(Entries):
--- START ---
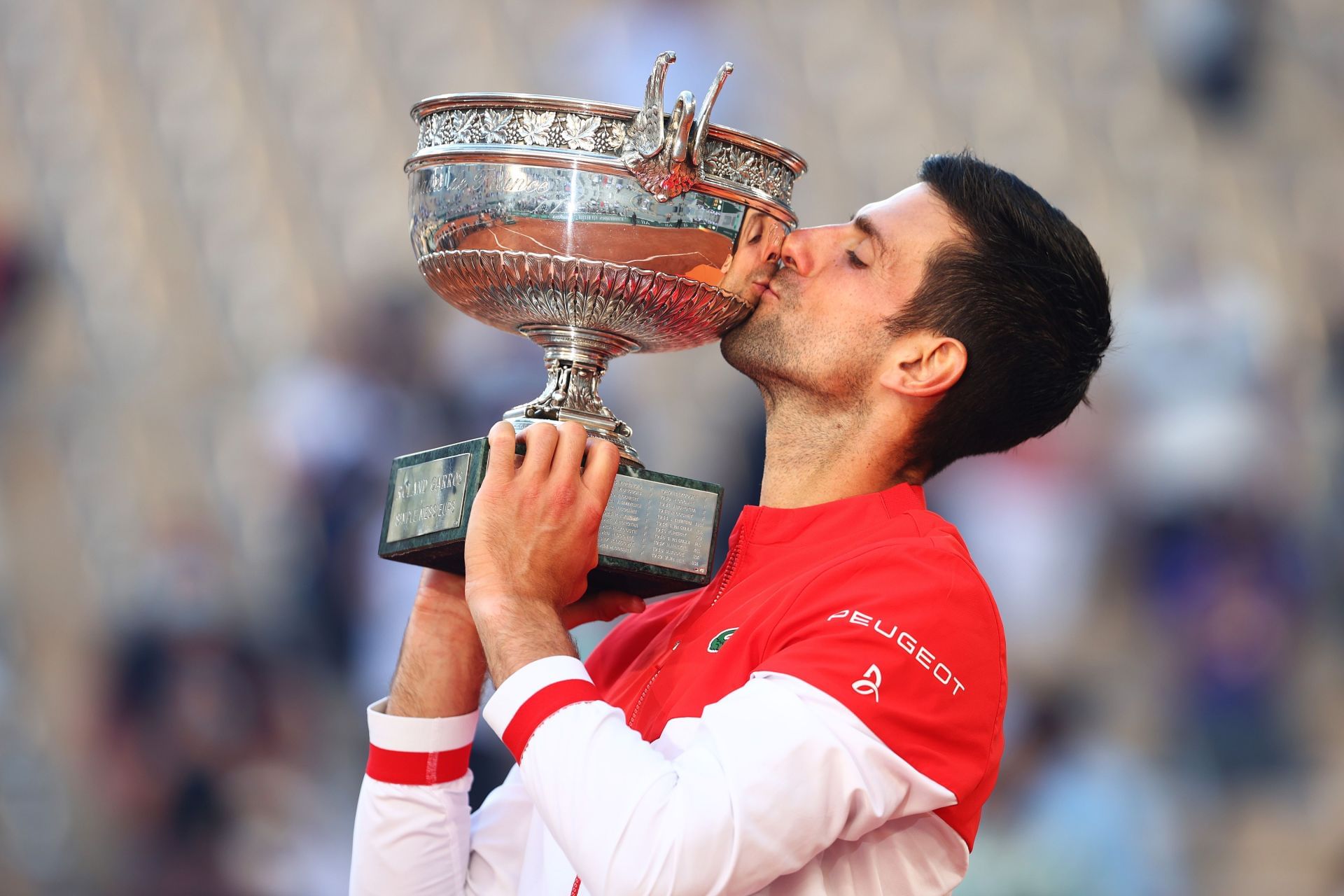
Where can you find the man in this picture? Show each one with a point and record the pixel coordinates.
(825, 715)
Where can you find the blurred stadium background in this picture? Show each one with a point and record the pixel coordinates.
(213, 342)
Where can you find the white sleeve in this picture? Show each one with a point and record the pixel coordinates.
(757, 786)
(413, 827)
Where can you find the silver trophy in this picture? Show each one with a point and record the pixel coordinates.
(594, 230)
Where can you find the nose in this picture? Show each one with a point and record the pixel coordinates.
(796, 250)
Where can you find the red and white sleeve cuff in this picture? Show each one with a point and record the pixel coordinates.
(533, 695)
(403, 750)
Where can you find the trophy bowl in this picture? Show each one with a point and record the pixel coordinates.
(594, 230)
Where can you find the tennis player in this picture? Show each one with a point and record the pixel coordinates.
(825, 716)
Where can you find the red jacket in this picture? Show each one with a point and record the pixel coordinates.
(824, 716)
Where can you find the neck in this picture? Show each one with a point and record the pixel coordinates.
(813, 458)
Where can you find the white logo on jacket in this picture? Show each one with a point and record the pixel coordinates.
(907, 643)
(870, 682)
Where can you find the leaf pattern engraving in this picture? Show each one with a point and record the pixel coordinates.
(536, 124)
(461, 125)
(493, 122)
(580, 131)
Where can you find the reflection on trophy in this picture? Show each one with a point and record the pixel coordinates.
(594, 230)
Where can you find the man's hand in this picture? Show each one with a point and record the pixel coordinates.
(533, 531)
(533, 539)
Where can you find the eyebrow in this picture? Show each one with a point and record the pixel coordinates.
(866, 227)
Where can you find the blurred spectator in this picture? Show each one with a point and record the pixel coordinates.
(1075, 813)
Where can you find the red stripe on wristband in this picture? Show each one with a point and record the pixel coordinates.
(397, 767)
(542, 706)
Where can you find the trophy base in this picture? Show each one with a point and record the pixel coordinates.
(657, 533)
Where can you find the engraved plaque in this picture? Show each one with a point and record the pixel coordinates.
(660, 524)
(428, 498)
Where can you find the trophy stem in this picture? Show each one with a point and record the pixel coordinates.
(575, 360)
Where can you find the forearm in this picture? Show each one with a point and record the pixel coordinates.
(515, 631)
(441, 666)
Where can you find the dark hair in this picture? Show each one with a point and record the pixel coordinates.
(1025, 292)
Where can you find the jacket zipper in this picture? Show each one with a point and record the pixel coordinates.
(729, 566)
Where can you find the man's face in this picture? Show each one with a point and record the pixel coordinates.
(822, 324)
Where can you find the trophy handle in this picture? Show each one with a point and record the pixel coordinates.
(575, 360)
(702, 127)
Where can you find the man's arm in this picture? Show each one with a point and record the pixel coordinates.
(413, 824)
(413, 832)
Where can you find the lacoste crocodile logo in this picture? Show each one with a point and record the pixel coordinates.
(720, 640)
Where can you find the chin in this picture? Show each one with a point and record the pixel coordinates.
(752, 346)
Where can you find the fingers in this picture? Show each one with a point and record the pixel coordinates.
(569, 449)
(601, 608)
(600, 470)
(540, 440)
(499, 466)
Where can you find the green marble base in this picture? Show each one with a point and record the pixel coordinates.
(657, 533)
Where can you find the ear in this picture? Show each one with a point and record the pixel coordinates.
(924, 365)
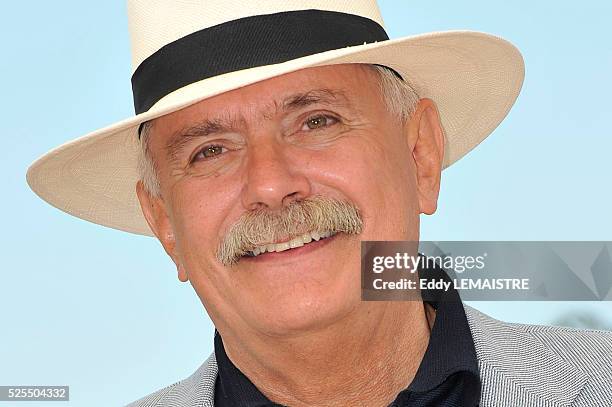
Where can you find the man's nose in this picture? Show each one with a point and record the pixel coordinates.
(272, 181)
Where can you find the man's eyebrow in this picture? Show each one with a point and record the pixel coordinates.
(324, 96)
(209, 127)
(180, 138)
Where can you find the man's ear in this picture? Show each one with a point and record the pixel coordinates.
(426, 140)
(156, 215)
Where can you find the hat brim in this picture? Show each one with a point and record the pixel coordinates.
(474, 79)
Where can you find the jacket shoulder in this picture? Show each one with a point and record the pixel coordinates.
(195, 390)
(554, 364)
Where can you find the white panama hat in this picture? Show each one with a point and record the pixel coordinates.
(184, 52)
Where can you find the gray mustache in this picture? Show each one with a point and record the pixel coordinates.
(314, 213)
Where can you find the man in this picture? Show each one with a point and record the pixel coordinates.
(270, 139)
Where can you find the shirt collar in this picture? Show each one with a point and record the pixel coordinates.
(450, 351)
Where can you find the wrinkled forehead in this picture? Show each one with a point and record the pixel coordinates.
(334, 86)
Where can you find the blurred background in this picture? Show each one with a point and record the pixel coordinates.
(103, 312)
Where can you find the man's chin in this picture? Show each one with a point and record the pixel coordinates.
(293, 315)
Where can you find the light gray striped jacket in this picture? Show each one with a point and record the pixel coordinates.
(520, 365)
--- END ---
(Stated goal):
Omit the pictures. Transcribe every record exactly.

(Result for this exercise):
Where can you find the man in this picture? Show each one with a point and record the pixel coordinates.
(825, 715)
Where can you find the blurred stadium background in this picture? Show each one with a point and record the pixel coordinates.
(213, 342)
Where can you find the white sleeve in this picture? Show each one with a point and record the pixel coordinates.
(757, 786)
(413, 827)
Where can you find the silver trophy in this picture? Show each one with a point and record the pixel coordinates.
(594, 230)
Where can you find the nose in this picture? Show each one with a point and record the pixel coordinates.
(796, 250)
Where can you find the red and white sleeve cuff in this picture? Show each one with a point and record the pixel coordinates.
(533, 695)
(403, 750)
Where can you find the trophy bowl in this picture? Show each one with a point and record the pixel coordinates.
(594, 230)
Where can you find the tennis player in this picture? Show each one with a point and record the pixel coordinates.
(825, 716)
Where can you find the red jacket in this picture? Show each one with a point and record the pixel coordinates.
(824, 716)
Where can you find the neck in this picture? Show each one with a point and record the pixel coordinates.
(813, 458)
Where can you find the white logo on jacket in this picture? Show each one with a point and record the pixel coordinates.
(907, 643)
(870, 682)
Where can you find the leaf pattern engraving in this picture? Show each one with a point and record the pixel coordinates.
(536, 124)
(461, 125)
(493, 122)
(580, 131)
Where can you find the reflection on trophy in this picture? Show each one with a point and record the pixel coordinates.
(594, 230)
Where can you find the man's hand in this picture? Show each one with a point and record the pixel coordinates.
(533, 531)
(533, 539)
Where can you find the eyebrow in this picture? Show each one with a point and record the pixel coordinates.
(866, 227)
Where can you find the blurred spectator in this picture? Show each one with a point and record the pixel coordinates.
(1075, 813)
Where can you find the red stripe on wristband in this picture? Show each one with a point and record the pixel coordinates.
(397, 767)
(542, 706)
Where can you find the trophy base in this picture? Show each one with a point and record the pixel coordinates.
(657, 533)
Where can you find the engraved plaque in this picture? Show each one with a point and record the pixel coordinates.
(660, 524)
(428, 498)
Where can you find the trophy stem in this picture? Show each one with a point and record the pixel coordinates.
(575, 360)
Where can you find the forearm in this picture? Show each one with a point and record the pixel coordinates.
(515, 631)
(441, 666)
Where can you find the dark hair in this picture? Show each one with a point and record the pixel coordinates.
(1025, 292)
Where can you find the jacket zipper in this picture? Show each one with a point and record the pixel coordinates.
(729, 566)
Where can you find the man's face in this picture? Show each one with a point and record the pixel coordinates.
(822, 324)
Where can you find the trophy handle in this picture? Show each one with a point and record the pixel coordinates.
(575, 360)
(702, 127)
Where can you find the man's arm in this picture? Show each one with a point and record the pixel coordinates.
(413, 824)
(413, 832)
Where can you find the lacoste crocodile logo in this picture? Show each one with a point and record the pixel coordinates.
(720, 640)
Where can you find the chin in this picture? Show each one with a point and record the pixel coordinates.
(752, 346)
Where can you find the fingers in this picture? Show each one with a point and record the pixel coordinates.
(569, 449)
(601, 608)
(600, 470)
(540, 440)
(499, 466)
Where can you find the green marble base in this picture? Show each one with a point and record the pixel coordinates.
(657, 533)
Where can you find the ear in this picture? Show each one with a point and record the pixel coordinates.
(924, 365)
Where can you find the man's nose in this picture? Show each one with a point and record the pixel coordinates.
(272, 181)
Where can you find the man's eyebrow in this picture? Show each one with a point and record the pixel coordinates.
(324, 96)
(209, 127)
(180, 138)
Where can you find the man's ear in this picture? Show each one with a point and record the pixel coordinates.
(426, 140)
(156, 215)
Where can you find the hat brim in this picture? Show each one with a point and record the pixel coordinates.
(474, 79)
Where can you find the jacket shoulder in this picture? Show each one with a point and record the pixel coordinates.
(195, 390)
(554, 364)
Where can you find the white panama hat in this picture? Show each one with a point and record the pixel coordinates.
(184, 52)
Where can you find the gray mustache in this picture? Show each one with a point and record the pixel coordinates.
(314, 213)
Where can you find the man in this picture? Show each one with a point and record the pixel coordinates.
(270, 139)
Where can you find the shirt collar in this picture? Show each one with a point and record the pixel coordinates.
(450, 351)
Where can you find the wrinkled forehead in this picture? Show each one with a point and record the pixel coordinates.
(334, 86)
Where can you find the blurred background in this picture? Show each one with a point and record the pixel coordinates.
(103, 312)
Where can you find the man's chin in this picture? Show each one with a point and record the pixel coordinates.
(293, 315)
Where can you find the light gray striped jacket in this picture? Show each one with a point and record the pixel coordinates.
(520, 365)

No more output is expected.